**原文摘录**
_ _ _

具体而言,自2013年以来,基于虚拟货币流通过程中匿名化、无国别性等特征,虚拟货币自身也成为洗钱犯罪的新型工具。从常见的虚拟货币洗钱方式来看,虚拟货币洗钱产业链呈现出公司化运作的趋势愈发明显。为了更有效地清洗和隐匿赃款,地下钱庄、第四方支付、第三方担保平台等非法平台,以及混币、跨链、兑币、隐私币和DeFi等各种技术手段都被广泛应用于虚拟货币洗钱活动,使得方法和路径更加复杂,这也使得国家对洗钱罪打击力度增大,趋利性执法案件多发。


3.组织、领导传销活动罪


《刑法》第二百二十四条规定了组织、领导传销活动罪,此罪也为双主体,即单位和个人,法定刑为两个量刑档次:五年以下有期徒刑或者拘役,并处罚金;情节严重的,处五年以上有期徒刑,并处罚金,最高刑期是十五年并处罚金。此罪规制的也为扰乱市场秩序的行为。

_ _ _

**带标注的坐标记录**
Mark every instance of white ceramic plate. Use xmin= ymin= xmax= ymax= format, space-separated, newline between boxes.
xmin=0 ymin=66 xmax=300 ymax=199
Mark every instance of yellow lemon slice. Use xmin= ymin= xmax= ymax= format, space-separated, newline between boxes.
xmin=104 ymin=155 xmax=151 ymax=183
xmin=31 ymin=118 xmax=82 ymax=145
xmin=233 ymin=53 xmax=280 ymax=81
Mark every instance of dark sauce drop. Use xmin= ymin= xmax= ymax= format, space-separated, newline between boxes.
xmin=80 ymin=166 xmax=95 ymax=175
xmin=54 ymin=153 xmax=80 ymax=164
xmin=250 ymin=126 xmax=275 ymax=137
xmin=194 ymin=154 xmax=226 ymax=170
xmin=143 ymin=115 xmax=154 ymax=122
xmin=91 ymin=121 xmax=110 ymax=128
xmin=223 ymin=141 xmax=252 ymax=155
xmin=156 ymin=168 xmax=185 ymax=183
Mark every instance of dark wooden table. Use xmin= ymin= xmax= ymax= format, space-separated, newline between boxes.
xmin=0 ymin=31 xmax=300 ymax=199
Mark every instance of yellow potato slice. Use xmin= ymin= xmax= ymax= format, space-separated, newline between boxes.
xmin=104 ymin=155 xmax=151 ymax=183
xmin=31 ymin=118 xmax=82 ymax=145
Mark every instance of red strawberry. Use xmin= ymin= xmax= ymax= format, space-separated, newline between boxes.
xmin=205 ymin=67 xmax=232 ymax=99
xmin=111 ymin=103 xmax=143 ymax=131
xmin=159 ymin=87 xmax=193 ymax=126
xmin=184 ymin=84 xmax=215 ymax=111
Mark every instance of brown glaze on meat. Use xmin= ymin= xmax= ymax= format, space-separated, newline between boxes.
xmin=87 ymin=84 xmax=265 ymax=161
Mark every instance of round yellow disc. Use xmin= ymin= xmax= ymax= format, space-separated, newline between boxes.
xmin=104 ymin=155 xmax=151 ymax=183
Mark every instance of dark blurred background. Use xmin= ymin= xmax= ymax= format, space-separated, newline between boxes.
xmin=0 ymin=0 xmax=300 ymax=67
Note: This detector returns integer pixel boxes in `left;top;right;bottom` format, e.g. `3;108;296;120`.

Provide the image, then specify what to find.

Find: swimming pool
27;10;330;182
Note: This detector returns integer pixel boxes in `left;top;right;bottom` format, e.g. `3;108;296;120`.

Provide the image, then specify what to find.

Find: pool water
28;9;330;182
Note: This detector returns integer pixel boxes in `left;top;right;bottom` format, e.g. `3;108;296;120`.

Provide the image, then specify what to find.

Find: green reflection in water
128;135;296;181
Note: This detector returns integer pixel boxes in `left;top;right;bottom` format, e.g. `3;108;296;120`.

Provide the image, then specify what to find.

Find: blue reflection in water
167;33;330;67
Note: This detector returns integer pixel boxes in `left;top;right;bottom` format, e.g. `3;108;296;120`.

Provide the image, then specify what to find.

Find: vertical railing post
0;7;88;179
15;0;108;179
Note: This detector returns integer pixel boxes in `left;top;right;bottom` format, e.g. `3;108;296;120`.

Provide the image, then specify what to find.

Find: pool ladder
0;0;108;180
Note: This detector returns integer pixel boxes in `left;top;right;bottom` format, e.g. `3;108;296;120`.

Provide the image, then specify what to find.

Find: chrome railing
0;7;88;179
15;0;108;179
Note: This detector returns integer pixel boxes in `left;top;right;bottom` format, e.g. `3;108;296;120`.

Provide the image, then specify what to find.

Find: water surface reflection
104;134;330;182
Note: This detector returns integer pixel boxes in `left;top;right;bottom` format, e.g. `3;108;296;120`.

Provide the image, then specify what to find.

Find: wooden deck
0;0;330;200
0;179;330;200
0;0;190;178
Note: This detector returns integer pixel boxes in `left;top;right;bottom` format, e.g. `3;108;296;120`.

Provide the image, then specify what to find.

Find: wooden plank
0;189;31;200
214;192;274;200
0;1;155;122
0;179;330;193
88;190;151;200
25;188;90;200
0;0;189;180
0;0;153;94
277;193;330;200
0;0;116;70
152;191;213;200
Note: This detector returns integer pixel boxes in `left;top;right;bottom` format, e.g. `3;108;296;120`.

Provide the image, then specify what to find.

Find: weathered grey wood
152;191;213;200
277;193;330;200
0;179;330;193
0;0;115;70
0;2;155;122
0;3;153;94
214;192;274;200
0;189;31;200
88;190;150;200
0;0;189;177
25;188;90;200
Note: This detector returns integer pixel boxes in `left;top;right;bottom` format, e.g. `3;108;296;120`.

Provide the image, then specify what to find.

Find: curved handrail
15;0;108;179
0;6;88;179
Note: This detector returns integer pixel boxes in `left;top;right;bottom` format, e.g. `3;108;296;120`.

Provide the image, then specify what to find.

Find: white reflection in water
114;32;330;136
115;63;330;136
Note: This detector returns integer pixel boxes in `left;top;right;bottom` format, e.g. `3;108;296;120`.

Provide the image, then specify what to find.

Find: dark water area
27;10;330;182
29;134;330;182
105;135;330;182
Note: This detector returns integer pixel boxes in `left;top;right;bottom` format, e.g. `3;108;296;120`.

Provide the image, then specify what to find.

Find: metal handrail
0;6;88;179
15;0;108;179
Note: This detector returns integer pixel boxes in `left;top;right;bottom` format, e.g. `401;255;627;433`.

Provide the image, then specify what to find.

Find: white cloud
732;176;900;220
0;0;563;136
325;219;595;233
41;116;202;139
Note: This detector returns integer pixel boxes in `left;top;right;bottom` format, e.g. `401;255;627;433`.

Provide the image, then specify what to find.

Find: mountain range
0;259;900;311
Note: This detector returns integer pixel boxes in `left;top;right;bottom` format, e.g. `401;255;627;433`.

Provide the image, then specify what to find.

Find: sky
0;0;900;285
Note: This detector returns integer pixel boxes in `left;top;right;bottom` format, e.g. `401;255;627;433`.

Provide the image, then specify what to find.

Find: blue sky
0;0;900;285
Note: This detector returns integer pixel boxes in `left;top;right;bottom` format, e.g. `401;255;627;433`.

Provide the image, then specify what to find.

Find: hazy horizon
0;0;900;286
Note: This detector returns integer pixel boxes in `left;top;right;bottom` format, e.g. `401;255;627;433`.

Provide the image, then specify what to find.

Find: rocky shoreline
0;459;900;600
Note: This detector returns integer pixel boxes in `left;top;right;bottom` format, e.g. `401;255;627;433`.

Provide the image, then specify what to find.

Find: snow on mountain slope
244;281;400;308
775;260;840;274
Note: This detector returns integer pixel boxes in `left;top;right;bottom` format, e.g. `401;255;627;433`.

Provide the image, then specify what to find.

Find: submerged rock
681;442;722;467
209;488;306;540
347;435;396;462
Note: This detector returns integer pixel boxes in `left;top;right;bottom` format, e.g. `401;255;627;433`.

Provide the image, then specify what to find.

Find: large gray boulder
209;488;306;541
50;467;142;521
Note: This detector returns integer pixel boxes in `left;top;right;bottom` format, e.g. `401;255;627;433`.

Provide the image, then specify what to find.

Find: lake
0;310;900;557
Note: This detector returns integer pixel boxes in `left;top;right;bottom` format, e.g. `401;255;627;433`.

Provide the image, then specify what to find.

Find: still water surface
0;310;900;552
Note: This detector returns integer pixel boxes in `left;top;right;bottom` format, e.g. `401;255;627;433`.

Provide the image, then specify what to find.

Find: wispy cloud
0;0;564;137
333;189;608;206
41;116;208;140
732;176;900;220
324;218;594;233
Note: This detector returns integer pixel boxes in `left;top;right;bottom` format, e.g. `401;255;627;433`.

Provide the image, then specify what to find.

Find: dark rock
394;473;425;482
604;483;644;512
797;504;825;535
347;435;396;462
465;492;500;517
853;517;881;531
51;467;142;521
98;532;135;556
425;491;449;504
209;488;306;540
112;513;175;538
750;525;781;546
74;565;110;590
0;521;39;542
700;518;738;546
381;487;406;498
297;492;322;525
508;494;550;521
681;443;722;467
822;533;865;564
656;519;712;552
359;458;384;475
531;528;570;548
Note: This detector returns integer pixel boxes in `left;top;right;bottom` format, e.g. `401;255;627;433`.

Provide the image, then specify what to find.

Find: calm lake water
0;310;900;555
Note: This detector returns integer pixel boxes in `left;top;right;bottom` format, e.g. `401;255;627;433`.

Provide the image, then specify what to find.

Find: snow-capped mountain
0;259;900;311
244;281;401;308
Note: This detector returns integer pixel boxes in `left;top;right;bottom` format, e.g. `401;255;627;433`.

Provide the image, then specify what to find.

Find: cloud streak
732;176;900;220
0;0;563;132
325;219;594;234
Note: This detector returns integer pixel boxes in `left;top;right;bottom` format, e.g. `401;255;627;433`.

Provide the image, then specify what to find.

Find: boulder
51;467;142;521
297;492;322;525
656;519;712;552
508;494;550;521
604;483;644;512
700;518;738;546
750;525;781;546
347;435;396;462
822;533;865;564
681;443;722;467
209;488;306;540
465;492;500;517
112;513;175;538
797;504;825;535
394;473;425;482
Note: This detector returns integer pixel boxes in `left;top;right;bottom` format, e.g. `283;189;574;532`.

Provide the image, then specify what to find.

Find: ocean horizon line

_ _ _

**任务要求 1**
根据原文摘录，组织、领导传销活动罪规定在《刑法》第几条？
**任务要求 2**
原文摘录列举了哪些被用于虚拟货币洗钱活动的技术手段？请全部列出。
**任务要求 3**
请续写原文摘录中关于组织、领导传销活动罪的论述，从最后一句之后接着写。

**书面答复 1**
《刑法》第二百二十四条。

**书面答复 2**
混币、跨链、兑币、隐私币、DeFi。

**书面答复 3**
传销罪多可能发生在平台型企业:专门针对平台型企业随着随着互联网技术的广泛应用,利用虚拟货币进行传销的案件也层出不穷,主要行为手段为以提供货币增值服务为噱头进行虚假宣传、承诺高额回报等欺骗手段,吸引多人购买虚拟币,要求会员缴纳入门,会员间按照推荐发展的加入顺序组成上下线层级,并根据发展下线会员数量和投资资金的多少,由平台按照收益进行返利。实际上,这些返利方式都是直接或间接以发展人员数量及缴费金额为依据。因此,该案件中的收取入门费、发展下线、按层计酬等行为与刑法第224条之一关于组织领导传销活动罪的规定高度契合,因此实践中有的法院认定此种行为构成组织、领导传销活动罪,如涉案金额148亿元的虚拟货币传销案件"Plus Token"。


而这种案件整体的方式为采取以互联网为媒介、以社区营销为手段,通过拉人头、层级返利等方式进行推广,其中参与传销活动人员住所地、缴纳会费地、网络接口、服务器所在地、购买商品所在地、服务提供地等多样的行为发生地,都会成为趋利性执法的管辖地。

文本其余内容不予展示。